* _Stated problem_
Rewrite the part of the listing that opens with the line containing "TARGET: arched entryway" and closes at the end of the listing, changing "thickest" to "widest" and leaving everything else unchanged.
────────────────────────────────────────
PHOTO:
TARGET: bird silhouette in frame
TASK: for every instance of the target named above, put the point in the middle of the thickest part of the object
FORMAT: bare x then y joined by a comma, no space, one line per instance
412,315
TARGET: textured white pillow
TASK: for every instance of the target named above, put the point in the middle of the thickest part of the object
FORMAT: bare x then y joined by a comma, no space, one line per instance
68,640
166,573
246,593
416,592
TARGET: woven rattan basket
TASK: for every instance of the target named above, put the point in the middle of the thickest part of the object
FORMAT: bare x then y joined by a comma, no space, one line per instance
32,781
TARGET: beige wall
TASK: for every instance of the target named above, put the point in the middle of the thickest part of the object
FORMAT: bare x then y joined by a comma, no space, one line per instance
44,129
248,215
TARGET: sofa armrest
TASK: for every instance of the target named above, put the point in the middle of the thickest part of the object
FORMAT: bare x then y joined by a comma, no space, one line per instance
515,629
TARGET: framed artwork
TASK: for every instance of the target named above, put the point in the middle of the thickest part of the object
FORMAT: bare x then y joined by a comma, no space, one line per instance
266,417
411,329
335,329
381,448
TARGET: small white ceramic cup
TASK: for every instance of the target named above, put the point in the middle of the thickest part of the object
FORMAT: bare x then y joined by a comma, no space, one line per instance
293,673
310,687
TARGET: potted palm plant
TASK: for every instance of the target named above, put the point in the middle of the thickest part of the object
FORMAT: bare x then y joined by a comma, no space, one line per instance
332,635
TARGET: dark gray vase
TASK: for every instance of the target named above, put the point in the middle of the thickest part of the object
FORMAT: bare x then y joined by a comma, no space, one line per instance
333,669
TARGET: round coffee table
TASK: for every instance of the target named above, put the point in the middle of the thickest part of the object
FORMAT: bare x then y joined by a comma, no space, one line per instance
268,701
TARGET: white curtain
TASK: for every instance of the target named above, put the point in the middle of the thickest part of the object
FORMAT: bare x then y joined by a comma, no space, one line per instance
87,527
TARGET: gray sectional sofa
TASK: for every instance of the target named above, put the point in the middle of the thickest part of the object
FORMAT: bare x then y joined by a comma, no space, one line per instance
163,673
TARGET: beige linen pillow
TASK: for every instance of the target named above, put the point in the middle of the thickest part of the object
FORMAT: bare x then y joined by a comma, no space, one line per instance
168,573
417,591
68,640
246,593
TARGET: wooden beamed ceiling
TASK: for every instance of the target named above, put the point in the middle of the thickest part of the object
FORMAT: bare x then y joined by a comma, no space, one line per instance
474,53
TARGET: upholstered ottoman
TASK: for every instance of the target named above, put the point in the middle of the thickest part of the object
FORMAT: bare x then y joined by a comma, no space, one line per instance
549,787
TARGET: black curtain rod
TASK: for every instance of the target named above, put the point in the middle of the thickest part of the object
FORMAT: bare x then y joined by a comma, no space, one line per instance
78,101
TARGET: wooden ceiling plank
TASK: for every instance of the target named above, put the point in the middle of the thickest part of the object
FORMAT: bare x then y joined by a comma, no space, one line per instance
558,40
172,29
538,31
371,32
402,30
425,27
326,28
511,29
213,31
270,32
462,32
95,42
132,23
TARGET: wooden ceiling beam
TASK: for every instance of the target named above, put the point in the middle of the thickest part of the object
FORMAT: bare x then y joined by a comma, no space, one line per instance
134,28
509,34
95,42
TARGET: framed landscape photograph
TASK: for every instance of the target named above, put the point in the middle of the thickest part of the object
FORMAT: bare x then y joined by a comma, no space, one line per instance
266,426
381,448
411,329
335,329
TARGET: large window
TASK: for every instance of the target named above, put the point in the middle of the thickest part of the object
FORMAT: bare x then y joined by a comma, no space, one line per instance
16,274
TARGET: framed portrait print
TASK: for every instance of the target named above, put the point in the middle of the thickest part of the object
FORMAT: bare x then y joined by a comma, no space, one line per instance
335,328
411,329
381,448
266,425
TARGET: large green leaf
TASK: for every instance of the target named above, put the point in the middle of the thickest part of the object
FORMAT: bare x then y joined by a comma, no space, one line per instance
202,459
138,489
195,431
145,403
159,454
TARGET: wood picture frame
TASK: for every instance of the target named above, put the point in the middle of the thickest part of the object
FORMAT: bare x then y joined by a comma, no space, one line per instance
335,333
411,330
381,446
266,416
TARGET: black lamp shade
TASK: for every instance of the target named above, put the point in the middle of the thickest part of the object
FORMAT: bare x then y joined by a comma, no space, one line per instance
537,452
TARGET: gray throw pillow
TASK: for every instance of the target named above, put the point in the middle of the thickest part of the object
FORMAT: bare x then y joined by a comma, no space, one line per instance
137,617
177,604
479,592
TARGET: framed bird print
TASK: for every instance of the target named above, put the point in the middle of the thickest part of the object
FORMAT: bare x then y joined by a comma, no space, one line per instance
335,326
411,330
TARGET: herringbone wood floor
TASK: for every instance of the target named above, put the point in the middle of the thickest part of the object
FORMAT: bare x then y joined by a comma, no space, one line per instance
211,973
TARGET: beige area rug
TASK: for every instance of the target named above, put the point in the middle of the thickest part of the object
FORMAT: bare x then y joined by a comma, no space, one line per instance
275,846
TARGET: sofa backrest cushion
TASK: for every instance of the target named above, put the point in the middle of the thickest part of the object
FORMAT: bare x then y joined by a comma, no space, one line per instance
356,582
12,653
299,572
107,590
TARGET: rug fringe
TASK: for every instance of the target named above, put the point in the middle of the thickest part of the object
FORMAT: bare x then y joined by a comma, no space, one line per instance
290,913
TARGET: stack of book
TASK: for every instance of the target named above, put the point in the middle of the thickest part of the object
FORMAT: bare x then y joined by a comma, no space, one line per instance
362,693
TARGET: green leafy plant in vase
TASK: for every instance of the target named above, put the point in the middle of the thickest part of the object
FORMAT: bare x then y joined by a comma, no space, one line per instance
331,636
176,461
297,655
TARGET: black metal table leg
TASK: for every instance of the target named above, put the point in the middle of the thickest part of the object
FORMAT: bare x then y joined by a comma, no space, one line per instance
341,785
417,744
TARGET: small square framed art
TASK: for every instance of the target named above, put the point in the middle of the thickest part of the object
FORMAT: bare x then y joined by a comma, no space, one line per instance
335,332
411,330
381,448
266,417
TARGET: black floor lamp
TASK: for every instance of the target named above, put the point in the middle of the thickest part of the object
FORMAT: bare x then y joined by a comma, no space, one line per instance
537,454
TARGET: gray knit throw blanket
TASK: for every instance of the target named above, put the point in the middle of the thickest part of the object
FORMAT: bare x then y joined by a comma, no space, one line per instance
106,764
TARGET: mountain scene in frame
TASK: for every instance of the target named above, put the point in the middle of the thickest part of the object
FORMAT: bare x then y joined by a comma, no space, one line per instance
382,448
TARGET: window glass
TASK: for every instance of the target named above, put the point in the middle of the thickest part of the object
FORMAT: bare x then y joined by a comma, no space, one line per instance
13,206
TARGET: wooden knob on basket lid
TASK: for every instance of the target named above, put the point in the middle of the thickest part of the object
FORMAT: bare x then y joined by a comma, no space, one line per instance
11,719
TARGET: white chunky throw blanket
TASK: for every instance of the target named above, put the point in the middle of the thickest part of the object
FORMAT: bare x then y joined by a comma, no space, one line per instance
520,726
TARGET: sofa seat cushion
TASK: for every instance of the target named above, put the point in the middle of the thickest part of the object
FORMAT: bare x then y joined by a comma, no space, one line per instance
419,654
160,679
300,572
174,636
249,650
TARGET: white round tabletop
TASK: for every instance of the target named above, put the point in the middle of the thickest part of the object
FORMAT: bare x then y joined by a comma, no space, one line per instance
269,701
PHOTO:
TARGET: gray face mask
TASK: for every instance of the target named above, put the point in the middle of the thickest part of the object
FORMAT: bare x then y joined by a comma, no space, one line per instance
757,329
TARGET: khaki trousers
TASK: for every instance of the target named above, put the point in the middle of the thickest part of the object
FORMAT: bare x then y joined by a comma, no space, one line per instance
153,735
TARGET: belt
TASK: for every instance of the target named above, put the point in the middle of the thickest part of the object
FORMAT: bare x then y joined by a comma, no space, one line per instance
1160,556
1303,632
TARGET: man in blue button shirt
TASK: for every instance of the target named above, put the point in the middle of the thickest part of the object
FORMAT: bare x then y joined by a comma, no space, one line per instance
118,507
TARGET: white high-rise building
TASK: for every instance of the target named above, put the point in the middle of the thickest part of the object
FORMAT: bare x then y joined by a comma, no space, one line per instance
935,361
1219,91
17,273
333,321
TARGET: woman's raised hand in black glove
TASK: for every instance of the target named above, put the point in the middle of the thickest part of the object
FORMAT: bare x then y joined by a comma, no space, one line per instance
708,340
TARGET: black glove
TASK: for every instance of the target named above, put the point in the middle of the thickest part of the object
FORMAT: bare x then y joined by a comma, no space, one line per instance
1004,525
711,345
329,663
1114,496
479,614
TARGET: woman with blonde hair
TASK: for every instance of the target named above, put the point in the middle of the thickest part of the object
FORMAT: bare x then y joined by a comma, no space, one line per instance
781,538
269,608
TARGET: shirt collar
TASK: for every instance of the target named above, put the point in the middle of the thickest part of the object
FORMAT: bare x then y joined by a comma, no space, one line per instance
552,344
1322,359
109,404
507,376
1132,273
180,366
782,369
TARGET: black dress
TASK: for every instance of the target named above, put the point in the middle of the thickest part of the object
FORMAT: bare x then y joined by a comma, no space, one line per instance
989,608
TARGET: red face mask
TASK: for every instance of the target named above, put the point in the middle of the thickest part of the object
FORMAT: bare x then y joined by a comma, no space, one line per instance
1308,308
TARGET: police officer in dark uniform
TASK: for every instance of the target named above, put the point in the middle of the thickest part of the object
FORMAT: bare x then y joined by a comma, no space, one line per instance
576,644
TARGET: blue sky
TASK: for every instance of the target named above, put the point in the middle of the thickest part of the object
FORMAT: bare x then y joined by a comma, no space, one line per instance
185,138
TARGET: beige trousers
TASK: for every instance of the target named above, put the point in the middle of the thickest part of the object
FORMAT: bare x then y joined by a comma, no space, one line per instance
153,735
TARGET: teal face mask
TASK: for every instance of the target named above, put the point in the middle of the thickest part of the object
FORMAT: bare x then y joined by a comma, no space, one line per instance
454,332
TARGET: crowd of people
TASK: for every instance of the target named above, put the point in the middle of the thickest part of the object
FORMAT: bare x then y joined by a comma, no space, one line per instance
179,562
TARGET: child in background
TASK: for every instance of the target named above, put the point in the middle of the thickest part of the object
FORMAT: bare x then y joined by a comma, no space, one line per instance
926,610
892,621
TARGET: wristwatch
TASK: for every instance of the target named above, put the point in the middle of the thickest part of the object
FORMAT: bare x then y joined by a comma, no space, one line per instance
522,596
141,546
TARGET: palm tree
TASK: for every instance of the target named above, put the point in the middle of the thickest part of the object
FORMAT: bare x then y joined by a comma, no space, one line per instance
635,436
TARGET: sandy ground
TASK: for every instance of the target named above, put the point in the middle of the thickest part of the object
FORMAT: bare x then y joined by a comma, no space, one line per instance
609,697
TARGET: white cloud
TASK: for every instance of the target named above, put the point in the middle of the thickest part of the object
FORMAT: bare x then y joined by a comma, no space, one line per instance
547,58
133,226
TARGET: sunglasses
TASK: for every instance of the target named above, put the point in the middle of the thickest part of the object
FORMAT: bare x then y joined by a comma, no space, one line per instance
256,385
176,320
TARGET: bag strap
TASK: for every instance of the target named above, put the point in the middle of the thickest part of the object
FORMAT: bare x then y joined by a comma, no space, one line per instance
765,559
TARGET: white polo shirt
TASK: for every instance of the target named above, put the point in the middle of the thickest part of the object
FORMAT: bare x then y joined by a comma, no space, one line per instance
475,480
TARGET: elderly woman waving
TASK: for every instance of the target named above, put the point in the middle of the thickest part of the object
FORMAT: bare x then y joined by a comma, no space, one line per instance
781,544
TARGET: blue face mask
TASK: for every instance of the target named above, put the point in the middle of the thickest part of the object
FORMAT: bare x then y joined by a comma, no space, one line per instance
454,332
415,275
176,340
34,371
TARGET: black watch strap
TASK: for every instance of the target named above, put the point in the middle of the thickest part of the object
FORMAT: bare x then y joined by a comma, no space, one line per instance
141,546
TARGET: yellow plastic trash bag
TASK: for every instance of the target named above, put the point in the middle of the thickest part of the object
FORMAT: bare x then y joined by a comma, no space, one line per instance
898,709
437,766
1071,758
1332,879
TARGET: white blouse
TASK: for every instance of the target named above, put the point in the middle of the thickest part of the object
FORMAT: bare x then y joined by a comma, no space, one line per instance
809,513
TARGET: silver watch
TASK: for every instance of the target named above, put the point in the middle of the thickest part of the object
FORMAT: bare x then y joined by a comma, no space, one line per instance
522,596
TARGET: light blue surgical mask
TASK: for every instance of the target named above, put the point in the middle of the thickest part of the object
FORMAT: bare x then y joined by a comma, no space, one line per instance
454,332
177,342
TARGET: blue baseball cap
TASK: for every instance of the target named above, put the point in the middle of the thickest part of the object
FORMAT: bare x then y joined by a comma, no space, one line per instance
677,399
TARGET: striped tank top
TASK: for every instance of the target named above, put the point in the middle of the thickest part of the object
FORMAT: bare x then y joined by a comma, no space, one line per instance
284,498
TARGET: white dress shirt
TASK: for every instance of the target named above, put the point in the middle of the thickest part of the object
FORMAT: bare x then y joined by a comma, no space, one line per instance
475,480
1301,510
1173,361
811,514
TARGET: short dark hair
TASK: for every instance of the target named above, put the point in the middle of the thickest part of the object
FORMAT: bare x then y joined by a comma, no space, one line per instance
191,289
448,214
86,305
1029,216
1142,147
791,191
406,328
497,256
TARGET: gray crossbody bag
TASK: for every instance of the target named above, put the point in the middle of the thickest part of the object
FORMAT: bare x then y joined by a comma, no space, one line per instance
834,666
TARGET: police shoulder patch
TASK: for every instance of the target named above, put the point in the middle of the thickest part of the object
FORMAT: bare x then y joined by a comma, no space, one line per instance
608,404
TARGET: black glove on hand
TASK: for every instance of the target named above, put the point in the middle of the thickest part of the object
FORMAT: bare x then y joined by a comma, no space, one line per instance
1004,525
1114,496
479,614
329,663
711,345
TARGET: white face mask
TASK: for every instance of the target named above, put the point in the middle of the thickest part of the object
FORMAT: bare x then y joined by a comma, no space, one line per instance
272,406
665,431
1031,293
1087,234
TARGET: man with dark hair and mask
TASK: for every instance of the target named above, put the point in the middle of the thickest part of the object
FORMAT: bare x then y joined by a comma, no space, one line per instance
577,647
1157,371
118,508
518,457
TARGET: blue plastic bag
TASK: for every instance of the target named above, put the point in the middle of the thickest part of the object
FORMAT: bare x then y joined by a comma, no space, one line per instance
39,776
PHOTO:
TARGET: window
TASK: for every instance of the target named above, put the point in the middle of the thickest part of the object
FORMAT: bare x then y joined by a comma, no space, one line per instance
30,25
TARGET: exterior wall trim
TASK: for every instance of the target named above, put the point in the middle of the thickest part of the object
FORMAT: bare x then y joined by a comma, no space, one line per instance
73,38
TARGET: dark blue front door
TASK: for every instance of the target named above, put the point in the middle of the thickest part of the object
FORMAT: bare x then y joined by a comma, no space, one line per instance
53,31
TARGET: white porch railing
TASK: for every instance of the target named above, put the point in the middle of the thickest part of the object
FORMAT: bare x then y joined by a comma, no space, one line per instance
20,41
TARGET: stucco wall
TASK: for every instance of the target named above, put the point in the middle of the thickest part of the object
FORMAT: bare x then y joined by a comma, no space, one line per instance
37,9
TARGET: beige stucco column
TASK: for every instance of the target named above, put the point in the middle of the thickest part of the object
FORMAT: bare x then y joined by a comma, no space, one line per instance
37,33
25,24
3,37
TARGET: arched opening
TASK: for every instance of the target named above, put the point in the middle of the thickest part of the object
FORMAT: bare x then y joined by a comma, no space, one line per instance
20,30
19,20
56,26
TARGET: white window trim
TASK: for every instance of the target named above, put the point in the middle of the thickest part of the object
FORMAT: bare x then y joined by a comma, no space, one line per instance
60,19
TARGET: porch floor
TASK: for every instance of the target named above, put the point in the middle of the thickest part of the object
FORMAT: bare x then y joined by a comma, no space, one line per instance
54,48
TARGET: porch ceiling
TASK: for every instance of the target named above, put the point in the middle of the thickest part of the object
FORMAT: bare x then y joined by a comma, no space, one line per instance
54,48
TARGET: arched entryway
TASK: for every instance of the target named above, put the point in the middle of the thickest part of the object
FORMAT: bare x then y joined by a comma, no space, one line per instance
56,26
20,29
────────────────────────────────────────
* _Solution_
TARGET: arched entryway
TASK: for every instance of the target named above, put the point in the middle of the widest part of the object
FORMAT: bare x then y joined by a comma, no space, one line per instance
56,26
20,29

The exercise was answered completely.